## Task
Pull out every line of the material that contains the string "wooden". Case counts, so match capitals and lowercase letters as given.

## Extracted data

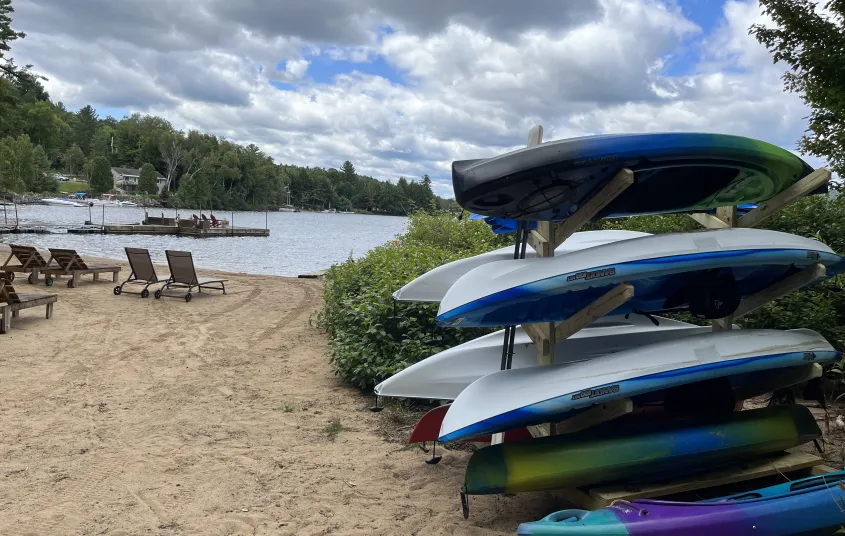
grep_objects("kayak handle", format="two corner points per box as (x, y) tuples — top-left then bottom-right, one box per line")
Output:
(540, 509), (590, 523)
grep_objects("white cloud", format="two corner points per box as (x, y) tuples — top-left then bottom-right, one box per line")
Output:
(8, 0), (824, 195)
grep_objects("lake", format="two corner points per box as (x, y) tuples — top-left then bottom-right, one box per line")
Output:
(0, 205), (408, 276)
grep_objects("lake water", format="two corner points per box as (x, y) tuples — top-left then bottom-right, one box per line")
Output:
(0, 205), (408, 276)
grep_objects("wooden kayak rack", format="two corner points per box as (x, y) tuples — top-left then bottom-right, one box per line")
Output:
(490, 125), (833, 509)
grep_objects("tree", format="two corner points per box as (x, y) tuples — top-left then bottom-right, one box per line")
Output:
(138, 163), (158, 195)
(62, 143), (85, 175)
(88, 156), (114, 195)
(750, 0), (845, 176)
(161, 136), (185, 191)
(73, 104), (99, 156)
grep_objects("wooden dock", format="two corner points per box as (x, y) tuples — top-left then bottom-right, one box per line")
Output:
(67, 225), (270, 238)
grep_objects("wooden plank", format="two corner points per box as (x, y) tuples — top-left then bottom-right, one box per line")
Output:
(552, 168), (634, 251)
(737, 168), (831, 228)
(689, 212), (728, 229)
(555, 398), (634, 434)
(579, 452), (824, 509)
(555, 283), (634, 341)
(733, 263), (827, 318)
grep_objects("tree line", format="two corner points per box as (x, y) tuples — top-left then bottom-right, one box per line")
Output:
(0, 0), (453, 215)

---

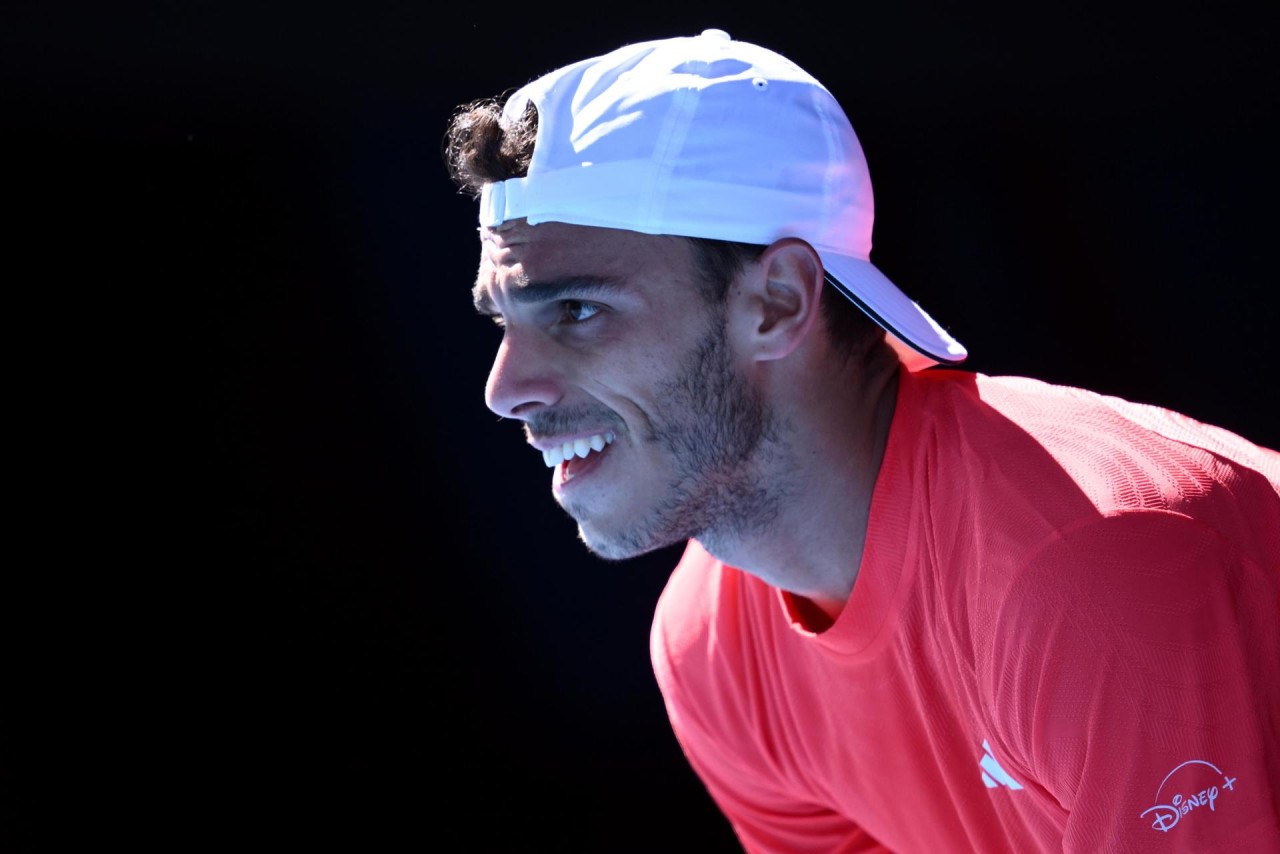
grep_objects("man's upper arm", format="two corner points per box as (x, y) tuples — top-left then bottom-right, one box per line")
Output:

## Exercise response
grep_objects("wooden kayak rack", format="two corner points per box as (x, y) tuples — top-left then bottom-right, one box per line")
grep_objects("wooden dock", format="two corner points per box as (x, y) tuples — top-left then bottom-right, one box per line")
grep_objects("wooden plank", format="two corner points per box as (x, y) tuples — top-left then bottom-right, one box per line")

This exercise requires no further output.